Job 1: In the segmentation records, could you switch every "green undergrowth" to "leafy shrubs" and give the lines again with nothing else changed?

==== Extract provided ====

Midnight Madness returns to Cole Field House
COLLEGE PARK--This is where Bias met Jordan. This is where Steve Blake picked Jason Williams’ pocket. This is where Ernie Graham dropped 44 points on NC State.
This is where the heat and the humidity used to hang in the air.
This is where one-named legends were made, men like Lenny and Lefty and Gary and Juan. This is where they earned the banner--that banner.
And this is where the 2013-14 Maryland men’s and women's basketball teams unofficially began their respective seasons on Friday night, at historic Cole Field House on Maryland’s campus in College Park.
There was still that heaviness in the air and in attendance were some of those who helped to build this place, its narrative and its history.
In walked Lefty Driesell, the originator of Midnight Madness, moving slower than he did when he paced these sidelines, but speaking proudly of the school he used to call home with his patented southern drawl.

==== Data to process ====

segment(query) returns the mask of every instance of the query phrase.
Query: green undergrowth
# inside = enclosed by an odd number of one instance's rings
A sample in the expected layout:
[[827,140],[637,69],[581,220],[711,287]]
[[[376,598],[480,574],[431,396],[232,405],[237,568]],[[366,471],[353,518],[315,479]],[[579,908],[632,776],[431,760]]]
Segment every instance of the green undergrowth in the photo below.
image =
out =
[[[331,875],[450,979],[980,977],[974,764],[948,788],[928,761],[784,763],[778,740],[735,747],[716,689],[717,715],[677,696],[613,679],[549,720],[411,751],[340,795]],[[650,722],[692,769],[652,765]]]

====

Job 2: Can you carry on the article about Midnight Madness returning to Cole Field House, starting after its last sentence?

Exercise answer 1:
segment(query) returns the mask of every instance of the query phrase.
Query: leafy shrubs
# inside = enclosed by an odd number of one instance's rings
A sample in the expected layout:
[[827,140],[637,69],[581,220],[711,287]]
[[[376,598],[480,574],[431,396],[232,405],[237,568]],[[366,471],[353,518],[315,479]],[[579,908],[632,776],[431,760]]]
Segment every instance of the leafy shrubs in the photo below.
image =
out =
[[[331,875],[450,979],[980,977],[974,764],[948,788],[928,761],[784,763],[778,740],[735,747],[716,689],[717,715],[677,696],[613,679],[549,720],[411,751],[340,795]],[[650,722],[692,769],[652,765]]]

Exercise answer 2:
“This was my life for 17 years,” he said Friday night. “I woke up every morning thinking about Maryland, winning basketball teams.”
In walked Gary Williams, the man who left a high-level job at Ohio State to return to steady the ship at his alma mater and eventually pave the way for the basketball castle that would be built across campus.
“Games in here in January, it didn’t matter what the temperature was outside, it was 100 degrees on the floor,” Williams said. “It was a terrific advantage because we were used to it.”
That heat began to build during the alumni game that featured former mainstays of the program, including Walt Williams, Byron Mouton, and John Gilchrist.
And in walked Juan Dixon, greeted with a standing ovation by the crowd at Cole Field House and playing this alumni game with the same fervor and intensity that helped Maryland win its 2002 national championship.
He was scowling and relentless on defense. He was slapping the ball away and hitting three-point shots from the corner without so much as a moment to pause.
Friday night was as much a celebration of Maryland’s past as it was an affirmation of its changing future, one that leaves the Atlantic Coast Conference behind and embraces the more secure, more lucrative Big Ten.
“The whole history of the school, basically modern history, has been the ACC,” Williams said. “I really believe…that it’s a positive thing for the university and for the teams involved.”
The history of women’s basketball was alive Friday, too, with each of the three women ever able to call themselves head coach at Cole.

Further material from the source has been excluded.